• Source extract
She hurries into -- well, I'm not sure which room. Either the one she used to share with Tara, or the one she's using now. Ack. Oh well. Anyway, she riffles through a few drawers filled with clutter and pulls out the talisman D'Hoffryn gave her in "Something Blue." A short time later, Willow sprinkles some powder around the bathroom and chants a D'Hoffryn-summoning incantation. She grabs the talisman and continues the ritual. D'Hoffryn enters in a flash of thunder and lightning, doing a big, showy demon entrance with raised arms and voice-alteration. Catching sight of who summoned him, he drops the theatrics and says in his normal voice, "Miss Rosenberg. How lovely to see you again." D'Hoffryn figures he's there because Willow wants to join the family, and he compliments her on her flaying of Warren. "That was water-cooler vengeance," he smarms. "Lloyd has a sketch of it on his wall." Hee. I thought that was a fun line taken at face value, but then some smart poster pointed out that Deep-Throaty Demon from Spike's trials last year did indeed have a sketch of a flayed man on his wall. Then it got less funny and more strange. Willow prisses that she's not that Willow anymore, but gets called on it by D'Hoffryn, who mentions that he felt the old Willow manifest briefly just that day. Willow wants to change the subject to Anya, which elicits a big sigh from D'Hoffryn.
Anya is back at the frat house, staring at a big blood smear on the wall. Xander enters and snides at her, but then claims he's there to help her. "Everyone's so considerate today," sneers Anya, "I should've slaughtered people weeks ago." Xander apologizes for everything he did to Anya, who responds that he's just fixed everything. Except that she means "not." He tells her that Buffy's on her way to perform her Slayerly duties (alone, remember), and Anya's all, "Oh, I'd like to see her try." Better think of something else quickly, Xander; none of this seems to be working. Xander babbles about how he can't believe all his friends are talking this way about killing each other, but Anya tells him everyone is just doing their jobs. Buffy enters with her big sword. Xander tells Buffy to quit it, but both she and Anya tell him to get out of the way. Then Anya gets into her demon face and smacks Xander across the room. Right around this moment, I began to have a very bad feeling about what Anya was up to here. Granted, she's a demon, and has taken pride in a job well done, but I don't think we've ever seen much evidence that she's fond of a physical fight. I'm also pretty sure that she could just teleport out of Sunnydale and never come back to face the angry Slayer. So right here I began to get the sense that Anya was looking for her own destruction in this scene. Trapped between two lives that seem equally untenable, devastated by having murdered so many, she just wants her whole experience to end. Buffy and Anya fight. Despite the fact that Anya is unarmed, she seems to have the upper hand, and Buffy ends up swinging at empty air much of the time. Buffy is resolutely silent in the face of Anya's taunts until she picks herself up off the floor and apologizes to Anya. Anya doesn't understand the apology and rushes Buffy, who kicks her into the wall and then drives the sword right into the middle of her chest, pinning her to the wall. Anya tips her head back with an exhalation of air.

• Source excerpt
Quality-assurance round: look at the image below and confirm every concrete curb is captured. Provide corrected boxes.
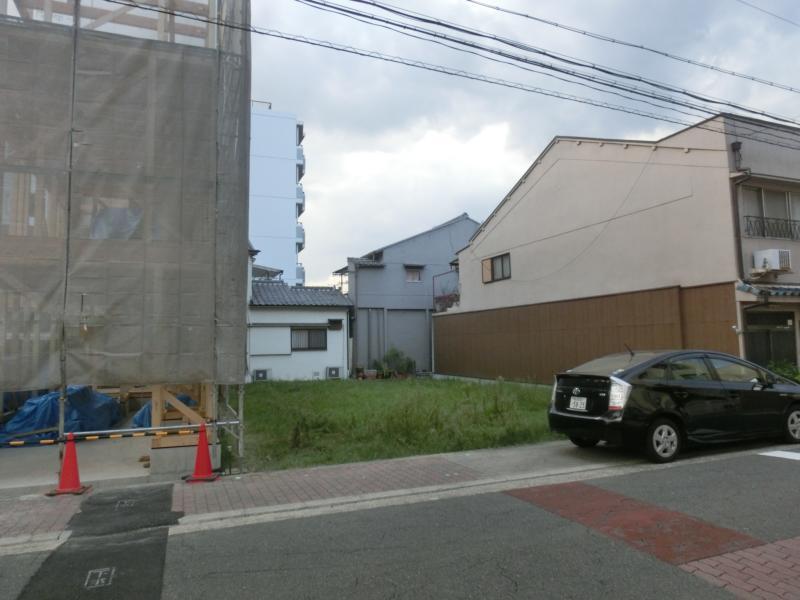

• Goal 1
Answer these questions about the episode recap, each on its own line:
(a) What does Willow pull out of a drawer before she begins the ritual?
(b) According to D'Hoffryn, who has a sketch of Warren's flaying on his wall?
(c) Where does Buffy drive her sword at the end of the fight?
• Goal 2
Carry the episode recap forward from its last sentence, keeping its voice.

• Task result 1
(a) The talisman D'Hoffryn gave her in "Something Blue."
(b) Lloyd.
(c) Into the middle of Anya's chest, pinning her to the wall.

• Task result 2
Back from commercial, we have a flashback to Xander and Anya in their apartment from last season. The title reads, "Sunnydale, 2001." Xander naps in the orange chair I remember from his basement domicile from Season Four, and Anya sits nearby on the sofa. Apparently, this is an interlude from the first night of "Once More, With Feeling" when all of Sunnydale broke out into song. Anya's wearing a pink 1950s dress, and she has incredibly long blond hair, which I don't recall being the case in OM,WF, but okay, they're doing a "thing" here (as the writers would say). Anya asks Xander if the singing earlier was strange, but he doesn't wake up and instead mutters from the depths of a dream about how he just wanted a "happy ending." Outside the apartment, we hear a brief snatch of what sounds like David Fury and Marti Noxon singing about how Fury has gotten mustard on his shirt. Anya closes the door and surveys her sleeping honey. She then breaks into a clunky and mostly uncatchy song that recaps her experiences so far. Upon further analysis of the song, I've decided that the lyrics are fine and sometimes amusing, but the tune alternates between grating and boring. Big points for the lyrics that go, "I've boned a troll, I've wreaked some wrath, but on the whole I've had no path." I know revisiting OM,WF and giving Emma a chance to sing again probably seemed like a cute idea when ME came up with it, but overall, I wish they hadn't; it ended up seeming self-indulgent rather than artistically necessary. To summarize, Anya has no idea who she is or what her value is, and hopes to find some self-worth in becoming Mrs. Xander Harris. She feels that becoming part of a couple must confer some sort of special benefits; otherwise people wouldn't risk opening up their hearts to one another. She sings about her plans to help the relationship if it starts to fail: "I'll show him what bliss is, welcome him with kisses." She continues, "He's my Xander and he's awfully swell, it makes financial sense as well." Well, I suppose that's a reason. Still singing, she makes an entrance out to their balcony, where she's suddenly wearing her wedding dress and veil. The song swells to its climax: "I will be his Mrs. I will be --"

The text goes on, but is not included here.